#### Task inputs:

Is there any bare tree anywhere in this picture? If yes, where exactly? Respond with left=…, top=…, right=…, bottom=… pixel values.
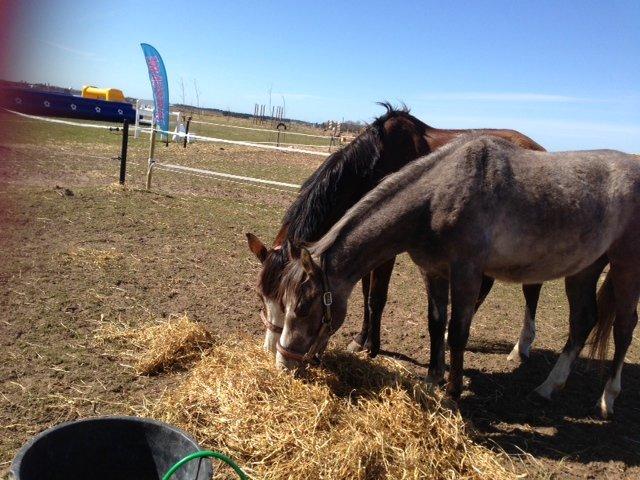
left=179, top=77, right=186, bottom=105
left=193, top=79, right=201, bottom=114
left=281, top=95, right=286, bottom=121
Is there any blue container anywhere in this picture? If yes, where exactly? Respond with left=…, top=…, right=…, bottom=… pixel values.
left=10, top=416, right=212, bottom=480
left=0, top=87, right=136, bottom=123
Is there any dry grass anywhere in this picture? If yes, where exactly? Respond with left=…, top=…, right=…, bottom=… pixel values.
left=68, top=246, right=124, bottom=268
left=94, top=314, right=213, bottom=375
left=106, top=318, right=524, bottom=479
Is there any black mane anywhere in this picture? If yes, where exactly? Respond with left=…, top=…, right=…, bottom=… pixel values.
left=282, top=102, right=420, bottom=244
left=259, top=103, right=424, bottom=299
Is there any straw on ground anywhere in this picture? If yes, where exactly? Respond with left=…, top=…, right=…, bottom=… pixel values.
left=100, top=316, right=523, bottom=479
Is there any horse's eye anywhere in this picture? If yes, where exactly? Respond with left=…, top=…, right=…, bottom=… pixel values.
left=294, top=297, right=312, bottom=318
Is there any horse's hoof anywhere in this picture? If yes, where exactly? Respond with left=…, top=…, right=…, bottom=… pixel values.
left=507, top=344, right=530, bottom=363
left=367, top=343, right=380, bottom=358
left=596, top=399, right=614, bottom=420
left=507, top=349, right=522, bottom=363
left=347, top=339, right=365, bottom=353
left=527, top=389, right=552, bottom=406
left=445, top=385, right=462, bottom=401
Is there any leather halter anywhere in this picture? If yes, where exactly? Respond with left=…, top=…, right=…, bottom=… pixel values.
left=260, top=310, right=283, bottom=334
left=276, top=258, right=333, bottom=364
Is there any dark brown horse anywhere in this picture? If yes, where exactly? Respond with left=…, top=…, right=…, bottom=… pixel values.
left=247, top=104, right=545, bottom=382
left=276, top=134, right=640, bottom=418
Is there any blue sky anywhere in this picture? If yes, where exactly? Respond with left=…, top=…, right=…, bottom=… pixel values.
left=4, top=0, right=640, bottom=151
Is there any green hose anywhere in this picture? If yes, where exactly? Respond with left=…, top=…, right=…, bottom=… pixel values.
left=162, top=450, right=249, bottom=480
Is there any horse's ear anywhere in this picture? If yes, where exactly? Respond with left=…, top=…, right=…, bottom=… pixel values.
left=300, top=248, right=319, bottom=277
left=273, top=223, right=289, bottom=247
left=246, top=233, right=268, bottom=263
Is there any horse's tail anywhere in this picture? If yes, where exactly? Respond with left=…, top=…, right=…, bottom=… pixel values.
left=588, top=270, right=616, bottom=361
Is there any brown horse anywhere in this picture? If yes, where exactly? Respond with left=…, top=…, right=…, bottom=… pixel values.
left=248, top=104, right=545, bottom=378
left=276, top=134, right=640, bottom=418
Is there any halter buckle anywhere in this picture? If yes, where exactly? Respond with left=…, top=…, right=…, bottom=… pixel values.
left=323, top=291, right=333, bottom=306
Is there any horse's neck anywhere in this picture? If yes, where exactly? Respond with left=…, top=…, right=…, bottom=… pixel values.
left=321, top=181, right=426, bottom=288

#### What the task asks:
Copy out the data above to the letter, and keep every picture out of it.

#### Answer to the exercise:
Is there any bare tree anywhere in this picture? If yes, where exactly? Respond with left=…, top=…, right=…, bottom=… pixel values.
left=179, top=77, right=186, bottom=105
left=193, top=79, right=201, bottom=114
left=281, top=95, right=286, bottom=121
Is there any blue container anywhere in this picture? If yes, where exactly? Respond with left=…, top=…, right=…, bottom=… pixel values.
left=10, top=416, right=212, bottom=480
left=0, top=87, right=136, bottom=123
Is there any dry grass anywhere in this picture? If yes, where exactly? Respond with left=…, top=…, right=…, bottom=… pixel values.
left=68, top=246, right=124, bottom=268
left=94, top=314, right=213, bottom=375
left=106, top=318, right=524, bottom=479
Is there any black mane anywhere in this picture? If yes, where exactly? Respond with left=…, top=…, right=…, bottom=… pixel values.
left=282, top=102, right=420, bottom=244
left=259, top=103, right=424, bottom=299
Is there any straw on ground anywhere in this picture? If yes, where exactly? Respond with left=…, top=…, right=…, bottom=… pixel values.
left=100, top=316, right=523, bottom=479
Is there any horse's eye anywhere in this picture? If yes, where exactly? Respond with left=…, top=…, right=…, bottom=… pixel values.
left=294, top=297, right=312, bottom=318
Is there any horse's hoof anywhere in this picture? If yes, where exactly? Respond with left=…, top=…, right=…, bottom=… pixel values.
left=507, top=344, right=530, bottom=363
left=367, top=343, right=380, bottom=358
left=596, top=399, right=614, bottom=420
left=507, top=349, right=522, bottom=363
left=347, top=339, right=365, bottom=353
left=527, top=389, right=552, bottom=406
left=445, top=385, right=462, bottom=401
Is there any leather halter anywhere in this picture? If yes, where exactly? Respond with left=…, top=…, right=…, bottom=… pixel values.
left=260, top=310, right=283, bottom=334
left=276, top=258, right=333, bottom=364
Is there any dark brown horse anywhere in this picture? If yes, where exactly? Respond with left=…, top=…, right=…, bottom=… pixel values.
left=247, top=104, right=545, bottom=382
left=276, top=134, right=640, bottom=418
Is there any blue sky anywhere in this picture? If yes, where exactly? Respond with left=…, top=…, right=…, bottom=… pixel values.
left=4, top=0, right=640, bottom=151
Is there any green hose anywhere in this picture? If yes, where exactly? Respond with left=…, top=…, right=…, bottom=… pixel values.
left=162, top=450, right=249, bottom=480
Is there any horse's ear anywhere in this picture? If yes, where exactly? Respond with left=…, top=…, right=…, bottom=… pixel values.
left=300, top=248, right=319, bottom=277
left=273, top=223, right=289, bottom=247
left=246, top=233, right=268, bottom=263
Is there any horse's tail anywhere in this picture? If yes, where exactly? Respond with left=…, top=…, right=…, bottom=… pixel values.
left=588, top=270, right=616, bottom=361
Is there any brown horse anywhere in this picture? If yes, where exactly? Respond with left=…, top=…, right=…, bottom=… pixel values.
left=248, top=104, right=545, bottom=378
left=276, top=134, right=640, bottom=418
Is there any halter buckle anywhere in this picture? If yes, where exactly? Respond with left=…, top=…, right=…, bottom=… pixel values.
left=323, top=291, right=333, bottom=306
Is there any horse's neck anywhere in this picture? If yes, where exactly? Respond with left=…, top=…, right=…, bottom=… pixel values.
left=321, top=181, right=426, bottom=288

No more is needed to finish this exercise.